• _Exercise_
Turn every row below into a numbered list, leaving out any blank lines.
..........
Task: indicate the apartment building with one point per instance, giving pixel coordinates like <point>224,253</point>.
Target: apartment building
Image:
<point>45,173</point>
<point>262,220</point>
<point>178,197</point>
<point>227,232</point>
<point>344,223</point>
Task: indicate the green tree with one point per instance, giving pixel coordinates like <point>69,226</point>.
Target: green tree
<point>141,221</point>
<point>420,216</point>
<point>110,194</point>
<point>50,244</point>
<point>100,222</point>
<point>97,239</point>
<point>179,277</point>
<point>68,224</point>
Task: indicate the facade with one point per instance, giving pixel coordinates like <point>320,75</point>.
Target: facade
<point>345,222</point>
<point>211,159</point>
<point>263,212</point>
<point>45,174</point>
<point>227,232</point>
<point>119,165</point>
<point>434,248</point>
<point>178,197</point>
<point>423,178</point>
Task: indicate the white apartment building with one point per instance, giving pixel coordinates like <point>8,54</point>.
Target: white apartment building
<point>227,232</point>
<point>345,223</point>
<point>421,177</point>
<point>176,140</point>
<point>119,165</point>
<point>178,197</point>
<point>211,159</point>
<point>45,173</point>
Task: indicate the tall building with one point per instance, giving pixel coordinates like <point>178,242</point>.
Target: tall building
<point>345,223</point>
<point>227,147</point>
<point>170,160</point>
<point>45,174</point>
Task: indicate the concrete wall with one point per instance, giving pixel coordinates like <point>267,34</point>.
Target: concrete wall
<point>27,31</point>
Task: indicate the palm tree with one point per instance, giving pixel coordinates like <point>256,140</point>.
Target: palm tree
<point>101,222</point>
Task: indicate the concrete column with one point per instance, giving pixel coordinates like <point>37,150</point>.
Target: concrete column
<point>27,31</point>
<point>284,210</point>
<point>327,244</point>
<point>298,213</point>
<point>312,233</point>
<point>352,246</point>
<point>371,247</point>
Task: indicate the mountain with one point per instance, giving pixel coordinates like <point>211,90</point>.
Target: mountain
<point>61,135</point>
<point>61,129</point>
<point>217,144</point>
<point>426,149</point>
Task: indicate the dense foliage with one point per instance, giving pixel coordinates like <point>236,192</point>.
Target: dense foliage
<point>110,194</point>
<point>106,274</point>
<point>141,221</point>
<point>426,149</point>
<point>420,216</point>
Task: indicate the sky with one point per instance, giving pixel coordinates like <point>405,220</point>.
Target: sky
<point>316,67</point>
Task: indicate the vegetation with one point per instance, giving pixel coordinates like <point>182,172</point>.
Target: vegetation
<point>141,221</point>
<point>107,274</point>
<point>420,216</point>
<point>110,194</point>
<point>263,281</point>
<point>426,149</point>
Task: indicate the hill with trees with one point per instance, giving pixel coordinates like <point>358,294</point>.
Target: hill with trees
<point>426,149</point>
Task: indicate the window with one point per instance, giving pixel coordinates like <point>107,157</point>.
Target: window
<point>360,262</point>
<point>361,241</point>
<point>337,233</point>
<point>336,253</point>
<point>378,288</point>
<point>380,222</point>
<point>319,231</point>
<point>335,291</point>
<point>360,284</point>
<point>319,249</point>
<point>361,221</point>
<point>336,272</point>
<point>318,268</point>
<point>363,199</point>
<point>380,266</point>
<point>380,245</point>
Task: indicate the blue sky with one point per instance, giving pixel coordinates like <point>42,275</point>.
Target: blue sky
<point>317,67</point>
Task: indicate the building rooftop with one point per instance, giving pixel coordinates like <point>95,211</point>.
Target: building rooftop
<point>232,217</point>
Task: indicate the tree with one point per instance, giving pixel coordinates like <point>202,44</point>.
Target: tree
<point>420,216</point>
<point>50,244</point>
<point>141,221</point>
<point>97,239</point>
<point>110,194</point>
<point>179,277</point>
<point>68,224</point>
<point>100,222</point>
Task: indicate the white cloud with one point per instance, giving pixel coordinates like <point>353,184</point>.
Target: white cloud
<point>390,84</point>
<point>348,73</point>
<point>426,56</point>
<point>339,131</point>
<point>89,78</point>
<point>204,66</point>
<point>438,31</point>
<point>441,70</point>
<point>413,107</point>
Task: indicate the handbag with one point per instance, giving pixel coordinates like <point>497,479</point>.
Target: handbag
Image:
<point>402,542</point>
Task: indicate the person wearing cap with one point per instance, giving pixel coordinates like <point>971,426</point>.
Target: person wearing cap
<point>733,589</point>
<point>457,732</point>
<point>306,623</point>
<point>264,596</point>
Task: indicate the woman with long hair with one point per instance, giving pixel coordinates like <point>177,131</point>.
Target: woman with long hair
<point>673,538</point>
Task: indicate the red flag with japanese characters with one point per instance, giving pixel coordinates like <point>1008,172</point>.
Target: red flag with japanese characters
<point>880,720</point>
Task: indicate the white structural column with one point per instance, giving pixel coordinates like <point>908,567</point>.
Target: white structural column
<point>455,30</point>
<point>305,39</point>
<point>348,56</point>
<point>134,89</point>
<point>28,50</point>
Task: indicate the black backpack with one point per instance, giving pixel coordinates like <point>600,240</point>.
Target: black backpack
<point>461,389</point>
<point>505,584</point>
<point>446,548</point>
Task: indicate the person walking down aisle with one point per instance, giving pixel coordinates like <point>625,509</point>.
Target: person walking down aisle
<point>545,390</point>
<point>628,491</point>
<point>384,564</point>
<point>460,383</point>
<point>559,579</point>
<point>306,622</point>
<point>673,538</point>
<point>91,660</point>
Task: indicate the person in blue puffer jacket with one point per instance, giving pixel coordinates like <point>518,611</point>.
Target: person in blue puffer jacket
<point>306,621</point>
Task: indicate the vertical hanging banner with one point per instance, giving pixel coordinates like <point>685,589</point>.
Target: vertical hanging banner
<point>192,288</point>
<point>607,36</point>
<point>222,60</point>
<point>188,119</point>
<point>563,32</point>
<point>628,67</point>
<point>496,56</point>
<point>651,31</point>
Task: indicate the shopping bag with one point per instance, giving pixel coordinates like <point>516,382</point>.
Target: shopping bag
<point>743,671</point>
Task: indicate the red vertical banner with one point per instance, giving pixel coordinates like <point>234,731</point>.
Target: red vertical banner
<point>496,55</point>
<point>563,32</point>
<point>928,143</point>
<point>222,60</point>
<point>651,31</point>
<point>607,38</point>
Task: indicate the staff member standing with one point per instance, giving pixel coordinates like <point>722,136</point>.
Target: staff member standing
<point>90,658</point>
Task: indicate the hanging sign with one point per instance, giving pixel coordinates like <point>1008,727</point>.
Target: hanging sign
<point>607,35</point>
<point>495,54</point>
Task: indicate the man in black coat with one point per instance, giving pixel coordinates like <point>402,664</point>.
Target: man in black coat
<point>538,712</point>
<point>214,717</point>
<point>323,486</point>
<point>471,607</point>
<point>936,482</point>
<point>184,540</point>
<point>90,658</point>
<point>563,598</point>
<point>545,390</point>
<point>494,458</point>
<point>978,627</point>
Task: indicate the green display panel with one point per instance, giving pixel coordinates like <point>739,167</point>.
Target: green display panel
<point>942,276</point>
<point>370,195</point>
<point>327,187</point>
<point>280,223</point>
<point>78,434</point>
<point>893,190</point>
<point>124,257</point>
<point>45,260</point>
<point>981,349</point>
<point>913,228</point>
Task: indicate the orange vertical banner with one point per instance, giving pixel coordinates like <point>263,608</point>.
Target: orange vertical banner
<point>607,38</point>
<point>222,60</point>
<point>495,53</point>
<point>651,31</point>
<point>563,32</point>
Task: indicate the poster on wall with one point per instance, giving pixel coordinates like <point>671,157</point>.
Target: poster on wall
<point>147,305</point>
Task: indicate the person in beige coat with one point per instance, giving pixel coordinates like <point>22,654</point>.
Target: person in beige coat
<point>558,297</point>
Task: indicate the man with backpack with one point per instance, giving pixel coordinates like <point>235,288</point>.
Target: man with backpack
..........
• _Response to the exercise_
1. Task: indicate the apartment building with one point per instance, giving pixel coordinates like <point>224,253</point>.
2. Target: apartment building
3. Image:
4. <point>45,173</point>
5. <point>262,220</point>
6. <point>178,197</point>
7. <point>227,232</point>
8. <point>344,223</point>
9. Task: indicate the green tree with one point per instance, giving pixel coordinates like <point>69,226</point>.
10. Target: green tree
11. <point>141,221</point>
12. <point>420,216</point>
13. <point>110,194</point>
14. <point>50,244</point>
15. <point>100,222</point>
16. <point>97,239</point>
17. <point>179,277</point>
18. <point>68,224</point>
19. Task: indicate the facade with one point per instance, giving pixel coordinates like <point>320,75</point>.
20. Target: facade
21. <point>345,222</point>
22. <point>211,159</point>
23. <point>263,212</point>
24. <point>45,174</point>
25. <point>227,232</point>
26. <point>119,165</point>
27. <point>434,248</point>
28. <point>178,197</point>
29. <point>423,178</point>
30. Task: indicate the white apartment building with one point per instance, giving pixel coordinates like <point>8,54</point>.
31. Target: white apartment building
32. <point>227,232</point>
33. <point>345,223</point>
34. <point>421,177</point>
35. <point>176,140</point>
36. <point>119,165</point>
37. <point>178,197</point>
38. <point>211,159</point>
39. <point>45,173</point>
40. Task: indicate the tall building with one point per instance, giving pixel coordinates like <point>178,242</point>.
41. Target: tall building
42. <point>345,223</point>
43. <point>227,147</point>
44. <point>170,160</point>
45. <point>45,174</point>
46. Task: indicate the concrete wall with one point per instance, giving pixel coordinates like <point>267,34</point>.
47. Target: concrete wall
48. <point>27,31</point>
49. Task: indicate the palm tree with one point per instance, giving pixel coordinates like <point>256,140</point>.
50. Target: palm tree
51. <point>101,222</point>
52. Task: indicate the concrete column with one point per instance, giving pixel coordinates like <point>37,150</point>.
53. Target: concrete column
54. <point>27,31</point>
55. <point>284,210</point>
56. <point>327,244</point>
57. <point>298,213</point>
58. <point>312,233</point>
59. <point>352,246</point>
60. <point>371,247</point>
61. Task: indicate the mountain with one point per instance, giving pixel coordinates like <point>211,90</point>.
62. Target: mountain
63. <point>61,135</point>
64. <point>61,129</point>
65. <point>217,144</point>
66. <point>426,149</point>
67. Task: indicate the dense foliage with one point per instance, giving pixel coordinates like <point>236,192</point>.
68. Target: dense foliage
69. <point>110,194</point>
70. <point>106,274</point>
71. <point>141,221</point>
72. <point>426,149</point>
73. <point>420,216</point>
74. Task: indicate the sky with one point per instance, giving pixel coordinates like <point>405,220</point>.
75. Target: sky
76. <point>316,67</point>
77. Task: indicate the vegetation with one point per instance, giving pixel coordinates like <point>182,172</point>.
78. Target: vegetation
79. <point>141,221</point>
80. <point>107,274</point>
81. <point>420,216</point>
82. <point>110,194</point>
83. <point>263,281</point>
84. <point>426,149</point>
85. Task: indicate the hill with trees with one point per instance, giving pixel coordinates like <point>358,294</point>.
86. Target: hill with trees
87. <point>426,149</point>
88. Task: indicate the window with one point per instance, giving pixel coordinates like <point>107,157</point>.
89. Target: window
90. <point>360,262</point>
91. <point>361,241</point>
92. <point>337,233</point>
93. <point>336,253</point>
94. <point>378,288</point>
95. <point>380,222</point>
96. <point>319,231</point>
97. <point>335,291</point>
98. <point>360,284</point>
99. <point>319,249</point>
100. <point>361,221</point>
101. <point>336,272</point>
102. <point>318,268</point>
103. <point>363,199</point>
104. <point>380,266</point>
105. <point>380,245</point>
106. Task: indicate the blue sky with one point per instance, giving pixel coordinates like <point>42,275</point>.
107. Target: blue sky
108. <point>317,67</point>
109. Task: indicate the building rooftop with one point per instance, giving pixel coordinates like <point>95,211</point>.
110. Target: building rooftop
111. <point>232,217</point>
112. Task: indicate the tree with one point per instance, giving pixel coordinates like <point>202,44</point>.
113. Target: tree
114. <point>420,216</point>
115. <point>50,244</point>
116. <point>141,221</point>
117. <point>97,239</point>
118. <point>110,194</point>
119. <point>179,277</point>
120. <point>68,224</point>
121. <point>100,222</point>
122. Task: indicate the white cloud with one point per instance, giving pixel coordinates like <point>353,184</point>.
123. Target: white cloud
124. <point>390,84</point>
125. <point>348,73</point>
126. <point>426,56</point>
127. <point>339,131</point>
128. <point>89,78</point>
129. <point>204,66</point>
130. <point>438,31</point>
131. <point>441,70</point>
132. <point>413,107</point>
133. Task: indicate the handbag with one point per instance, giving pixel coordinates like <point>497,479</point>.
134. Target: handbag
135. Image:
136. <point>402,542</point>
137. Task: indicate the person wearing cap with one point per instance, giving pixel coordinates like <point>971,426</point>.
138. Target: person wearing cap
139. <point>733,589</point>
140. <point>457,732</point>
141. <point>306,623</point>
142. <point>264,596</point>
143. Task: indicate the woman with long hair with one point per instance, giving pixel coordinates like <point>177,131</point>.
144. Target: woman with long hair
145. <point>673,538</point>
146. Task: indicate the red flag with japanese characters with one point per instance, giving pixel coordinates like <point>1008,172</point>.
147. Target: red flag with japanese characters
148. <point>880,720</point>
149. Task: indicate the white structural column with one point per instance, giving pixel coordinates like <point>908,567</point>.
150. Target: white structural column
151. <point>455,30</point>
152. <point>305,39</point>
153. <point>348,56</point>
154. <point>134,89</point>
155. <point>28,50</point>
156. Task: indicate the black backpack with one point per instance, giving pixel coordinates like <point>600,240</point>.
157. Target: black backpack
158. <point>461,389</point>
159. <point>505,584</point>
160. <point>446,548</point>
161. Task: indicate the person walking down aisle with one point per instance, giving pixel coordinates like <point>625,509</point>.
162. Target: person walking down aisle
163. <point>545,390</point>
164. <point>628,491</point>
165. <point>384,564</point>
166. <point>460,383</point>
167. <point>559,579</point>
168. <point>306,622</point>
169. <point>673,538</point>
170. <point>91,660</point>
171. Task: indicate the person in blue puffer jacket with one point per instance, giving pixel coordinates like <point>518,611</point>.
172. Target: person in blue puffer jacket
173. <point>306,621</point>
174. Task: indicate the vertical hanging banner with one point per instance, giving pixel coordinates like <point>685,589</point>.
175. Target: vertical hanging banner
176. <point>192,288</point>
177. <point>607,36</point>
178. <point>222,60</point>
179. <point>188,119</point>
180. <point>563,32</point>
181. <point>628,67</point>
182. <point>496,56</point>
183. <point>651,31</point>
184. Task: indicate the shopping bag with one point per instance, giving pixel coordinates like <point>516,382</point>.
185. Target: shopping bag
186. <point>743,671</point>
187. Task: indicate the red vertical banner with one point per instance, giving pixel coordinates like <point>234,731</point>.
188. Target: red vertical banner
189. <point>496,55</point>
190. <point>563,32</point>
191. <point>928,143</point>
192. <point>222,60</point>
193. <point>651,31</point>
194. <point>607,38</point>
195. Task: indicate the staff member standing with one point per instance, giving pixel coordinates like <point>722,136</point>.
196. Target: staff member standing
197. <point>90,658</point>
198. Task: indicate the hanging sign with one point per instance, giving pixel coordinates like <point>1008,727</point>.
199. Target: hanging sign
200. <point>607,35</point>
201. <point>495,54</point>
202. Task: indicate the man in black coat with one point per instance, giving pixel coordinates like <point>402,664</point>.
203. Target: man in black coat
204. <point>538,712</point>
205. <point>214,717</point>
206. <point>323,486</point>
207. <point>471,607</point>
208. <point>936,482</point>
209. <point>184,540</point>
210. <point>90,658</point>
211. <point>563,598</point>
212. <point>545,390</point>
213. <point>494,458</point>
214. <point>978,627</point>
215. Task: indicate the green display panel with one point per instance, giving pixel coordinates like <point>739,167</point>.
216. Target: green display panel
217. <point>942,276</point>
218. <point>370,195</point>
219. <point>327,187</point>
220. <point>280,223</point>
221. <point>78,434</point>
222. <point>893,190</point>
223. <point>124,257</point>
224. <point>45,260</point>
225. <point>981,349</point>
226. <point>913,228</point>
227. Task: indicate the orange vertical banner with one point per instance, giving pixel coordinates like <point>263,608</point>.
228. Target: orange vertical banner
229. <point>607,38</point>
230. <point>222,60</point>
231. <point>495,53</point>
232. <point>651,31</point>
233. <point>563,32</point>
234. Task: indicate the poster on wall with one point per instance, giving pixel coordinates like <point>671,157</point>.
235. Target: poster on wall
236. <point>147,305</point>
237. Task: indicate the person in beige coat with one point per instance, giving pixel coordinates like <point>22,654</point>.
238. Target: person in beige coat
239. <point>558,297</point>
240. Task: indicate the man with backpack with one point per instance, giving pixel coordinates like <point>235,288</point>.
241. Target: man with backpack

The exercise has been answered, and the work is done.